**WHAT YOU ARE ASKED TO DO**
Copy the data that follows, character for character, minus the pictures.
━━━━━ MATERIAL FOR THE TASK
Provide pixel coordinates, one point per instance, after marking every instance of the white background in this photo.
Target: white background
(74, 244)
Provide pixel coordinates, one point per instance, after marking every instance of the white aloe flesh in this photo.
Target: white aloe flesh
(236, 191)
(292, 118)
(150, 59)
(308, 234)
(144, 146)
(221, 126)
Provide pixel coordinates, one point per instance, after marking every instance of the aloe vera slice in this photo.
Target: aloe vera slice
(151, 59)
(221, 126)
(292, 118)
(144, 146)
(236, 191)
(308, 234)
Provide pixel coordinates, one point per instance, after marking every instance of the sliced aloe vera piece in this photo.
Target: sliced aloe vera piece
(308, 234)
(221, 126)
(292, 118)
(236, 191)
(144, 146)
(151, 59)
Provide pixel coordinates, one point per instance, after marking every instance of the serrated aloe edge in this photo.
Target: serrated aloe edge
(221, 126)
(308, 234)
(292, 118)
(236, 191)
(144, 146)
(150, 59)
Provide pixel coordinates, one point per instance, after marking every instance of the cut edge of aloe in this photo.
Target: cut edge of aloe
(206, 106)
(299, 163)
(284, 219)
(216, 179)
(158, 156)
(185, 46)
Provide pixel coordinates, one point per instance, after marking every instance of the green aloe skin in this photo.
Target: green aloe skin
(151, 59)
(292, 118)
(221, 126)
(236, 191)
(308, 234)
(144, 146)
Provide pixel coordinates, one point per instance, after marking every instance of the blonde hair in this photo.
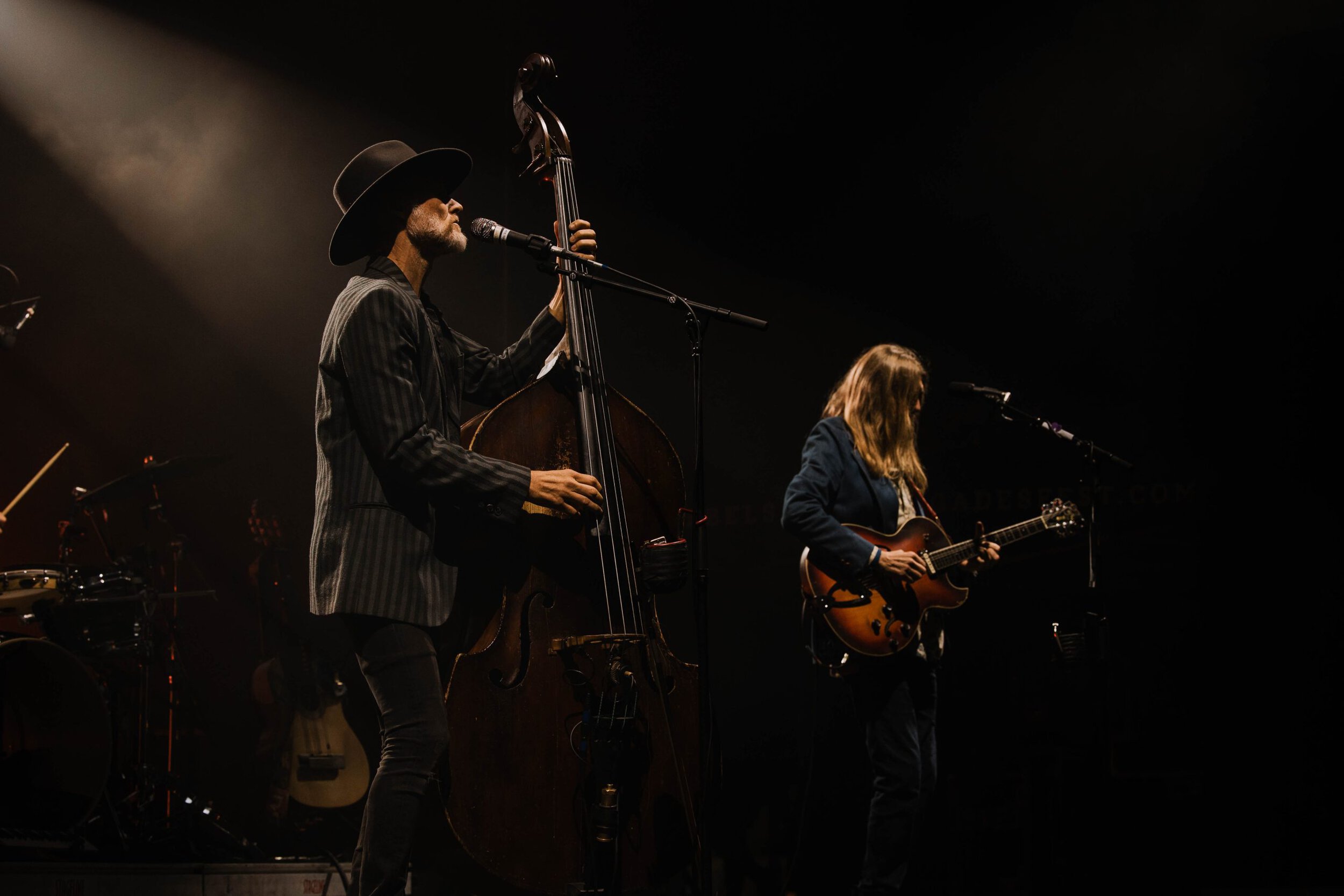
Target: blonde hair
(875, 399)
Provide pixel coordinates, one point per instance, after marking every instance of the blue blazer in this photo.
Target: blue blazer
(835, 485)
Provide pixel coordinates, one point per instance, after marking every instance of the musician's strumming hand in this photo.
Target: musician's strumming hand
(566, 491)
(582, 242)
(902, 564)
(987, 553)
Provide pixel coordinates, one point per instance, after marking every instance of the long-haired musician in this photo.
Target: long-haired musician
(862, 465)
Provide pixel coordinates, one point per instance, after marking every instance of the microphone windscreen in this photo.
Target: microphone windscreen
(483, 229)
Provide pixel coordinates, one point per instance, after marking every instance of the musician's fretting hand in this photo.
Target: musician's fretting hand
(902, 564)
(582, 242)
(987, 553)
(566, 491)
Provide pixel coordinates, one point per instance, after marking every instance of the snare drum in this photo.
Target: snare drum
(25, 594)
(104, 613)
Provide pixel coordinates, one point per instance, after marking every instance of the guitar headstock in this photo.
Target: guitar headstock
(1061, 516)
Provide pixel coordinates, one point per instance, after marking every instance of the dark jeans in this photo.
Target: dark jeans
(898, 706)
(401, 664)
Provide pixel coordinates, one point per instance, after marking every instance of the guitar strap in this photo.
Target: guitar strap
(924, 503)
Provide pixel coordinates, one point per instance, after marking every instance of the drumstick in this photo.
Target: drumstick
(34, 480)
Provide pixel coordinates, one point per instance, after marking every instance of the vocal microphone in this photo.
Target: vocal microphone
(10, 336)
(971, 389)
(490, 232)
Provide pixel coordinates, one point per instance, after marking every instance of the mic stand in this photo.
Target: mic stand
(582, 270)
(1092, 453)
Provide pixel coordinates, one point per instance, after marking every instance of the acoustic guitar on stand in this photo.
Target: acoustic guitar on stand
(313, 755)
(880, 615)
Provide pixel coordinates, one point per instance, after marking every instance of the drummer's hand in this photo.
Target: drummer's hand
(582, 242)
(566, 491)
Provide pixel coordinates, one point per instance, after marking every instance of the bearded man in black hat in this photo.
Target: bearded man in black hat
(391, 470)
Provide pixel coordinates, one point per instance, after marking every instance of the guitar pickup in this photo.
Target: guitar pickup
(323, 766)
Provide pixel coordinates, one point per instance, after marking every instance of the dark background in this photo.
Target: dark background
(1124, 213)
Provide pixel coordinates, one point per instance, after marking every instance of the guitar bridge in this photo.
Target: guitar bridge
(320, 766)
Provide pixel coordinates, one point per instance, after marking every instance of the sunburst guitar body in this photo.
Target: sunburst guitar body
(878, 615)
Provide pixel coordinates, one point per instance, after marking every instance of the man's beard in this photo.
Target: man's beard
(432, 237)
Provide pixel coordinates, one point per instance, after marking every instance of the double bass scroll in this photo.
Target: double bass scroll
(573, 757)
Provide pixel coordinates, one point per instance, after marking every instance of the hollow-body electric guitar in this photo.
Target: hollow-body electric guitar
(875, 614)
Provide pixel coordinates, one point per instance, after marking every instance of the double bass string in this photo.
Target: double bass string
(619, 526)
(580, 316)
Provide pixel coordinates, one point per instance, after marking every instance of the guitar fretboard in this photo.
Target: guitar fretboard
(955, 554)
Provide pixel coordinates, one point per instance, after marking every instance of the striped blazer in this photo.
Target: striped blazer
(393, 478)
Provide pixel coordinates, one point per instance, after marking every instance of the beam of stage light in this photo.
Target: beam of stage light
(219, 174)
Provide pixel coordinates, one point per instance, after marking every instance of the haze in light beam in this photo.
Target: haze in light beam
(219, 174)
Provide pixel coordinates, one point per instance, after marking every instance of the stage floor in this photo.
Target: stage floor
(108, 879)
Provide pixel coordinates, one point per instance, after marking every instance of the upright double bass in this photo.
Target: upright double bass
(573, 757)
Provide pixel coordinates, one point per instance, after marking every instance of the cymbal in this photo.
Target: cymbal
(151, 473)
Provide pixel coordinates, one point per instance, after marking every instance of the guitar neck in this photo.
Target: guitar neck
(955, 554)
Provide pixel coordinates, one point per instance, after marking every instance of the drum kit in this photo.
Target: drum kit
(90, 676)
━━━━━━━━━━
**EXPECTED OUTPUT**
Provide pixel coordinates, one point per instance, after marking every instance of the white background in this photo.
Target: white background
(74, 244)
Provide pixel coordinates, one point per instance, after marking every instance of the white aloe flesh in this photo.
Target: white aloe flesh
(236, 191)
(292, 118)
(150, 59)
(308, 234)
(144, 146)
(221, 126)
Provide pixel coordinates, one point per instance, after marking every instance of the aloe vera slice in this photo.
Target: aloe vera slice
(151, 59)
(221, 126)
(292, 118)
(144, 146)
(236, 191)
(308, 234)
Provide pixel coordinates, one point per instance, after marking every instance of the sliced aloe vera piece in this photo.
Target: sliced aloe vera piece
(308, 234)
(221, 126)
(292, 118)
(236, 191)
(144, 146)
(151, 59)
Provide pixel coordinates, one point per instance, after marking every instance of the serrated aloe edge in this photo.
Target: serrated aloe edge
(221, 126)
(308, 234)
(292, 118)
(236, 191)
(144, 146)
(150, 59)
Provide pixel coordinates, one point per instance, after marking every instance of the cut edge of aloe in this photo.
Target: cut edge of aloe
(206, 106)
(299, 163)
(284, 219)
(216, 179)
(158, 156)
(185, 46)
Provide pixel coordinates, one point per instance, after marking every instance of the green aloe skin in this photo.
Target: green aloe skin
(151, 59)
(292, 118)
(221, 126)
(236, 191)
(308, 234)
(144, 146)
Provide pixel coordinates, one point per instance, after marking every instance of the blonde hair in this photo.
Target: blonde hair
(875, 399)
Provide pixel coordinates, one point per instance, after marking every instance of the blue blazer in this photo.
Target: blue blazer
(835, 485)
Provide pixel coordinates, one point per instance, after marking every instance of the musician's strumming hand in this photo.
Target: musician's strumming hand
(566, 491)
(582, 242)
(902, 564)
(987, 553)
Provide pixel coordinates, one point per instance, after marking every instance of the long-haired musician in this photo.
Target: long-haired musician
(862, 465)
Provide pixel coordinates, one point per instance, after marking every instance of the microphone windscreen in this photo.
Target: microphone windscreen
(483, 229)
Provide pixel coordinates, one point per instance, after marking every instance of the musician's fretting hand in this photo.
Target: musician's fretting hand
(902, 564)
(582, 242)
(987, 553)
(566, 491)
Provide pixel coordinates, one point per instance, after marking every instance of the snare drum in this photo.
Target: snare drum
(25, 594)
(104, 613)
Provide pixel coordinates, one point per instance, after marking every instance of the guitar headstock in this photo.
Target: guitar headstock
(1061, 516)
Provide pixel coordinates, one point per instance, after marking every instance of the dark jeans in this photo.
Target: dark jeans
(898, 706)
(401, 664)
Provide pixel coordinates, one point per instance, after marking every instance of the guitar strap in this photo.
Target: guitar strap
(924, 503)
Provide pixel coordinates, one point per instance, after marking every instance of the drumstick in this photo.
Target: drumstick
(34, 480)
Provide pixel coordinates, one point per instance, after marking every instance of the vocal microphone in this photo.
Target: vocal microphone
(10, 336)
(971, 389)
(490, 232)
Provide pixel coordinates, one point per instance, after marking every instance of the mic stand in this photo.
Target: mic stand
(582, 270)
(1092, 453)
Provide pixel coordinates, one point per instance, after marking every instance of the acoustic guitar on stand in this photo.
Target: acoustic guitar on stand
(313, 755)
(880, 615)
Provide pixel coordinates, one point per instance, after marking every instance of the drummer's hand in this photo.
Target: drummer's hand
(582, 242)
(566, 491)
Provide pixel coordinates, one point per instance, after marking every instance of the bearded man in black hat in this photo.
Target: bearded man in black hat
(391, 470)
Provide pixel coordinates, one point per instance, after marking every instance of the guitar pickup in this photo.
Target: guitar pickup
(323, 766)
Provide pixel coordinates, one point per instance, after marking every instance of the dark background in this photo.
Target: dark background
(1124, 213)
Provide pixel coordinates, one point per instance, after marking every instance of the guitar bridge in this photo.
Target: guitar bridge
(320, 766)
Provide pixel coordinates, one point per instance, after marking every instance of the sunburst guitar body in this photo.
Target: sunburst guitar body
(878, 615)
Provide pixel coordinates, one point per instance, after marking every instance of the man's beard in this photo.
Target: man's beard
(432, 237)
Provide pixel coordinates, one point per instance, after marking every instance of the double bass scroll in this photo.
Target: double bass scroll
(573, 757)
Provide pixel coordinates, one point per instance, after marking every instance of the hollow-body electric guitar in this photo.
Target: hollow-body electric guitar
(875, 614)
Provide pixel coordinates, one point per instance, after marking every instance of the double bass string in this photo.
Target: double bass string
(619, 526)
(580, 316)
Provide pixel coordinates, one point per instance, after marking every instance of the guitar fretboard in this photo.
Target: guitar fretboard
(955, 554)
Provide pixel coordinates, one point per instance, after marking every instance of the striped blazer in this photo.
Target: striped blazer
(393, 478)
Provide pixel coordinates, one point per instance, after marking every instance of the beam of stage light in this photo.
Target: beam of stage light
(219, 174)
Provide pixel coordinates, one point per instance, after marking every instance of the haze in light beam in this photo.
Target: haze in light beam
(219, 174)
Provide pixel coordinates, one point per instance, after marking every instance of the stage floor in this photo.
Target: stage floor
(108, 879)
Provide pixel coordinates, one point per instance, after marking every instance of the upright double bass in this photo.
Target: upright double bass
(573, 757)
Provide pixel coordinates, one point per instance, after marking every instance of the cymbal in this photo.
Target: cymbal
(151, 473)
Provide pixel coordinates, one point per instance, after marking every instance of the guitar neck in this photo.
Target: guitar neck
(955, 554)
Provide pixel coordinates, one point per instance, after marking every instance of the drum kit in this photo.
Target: drum kit
(90, 676)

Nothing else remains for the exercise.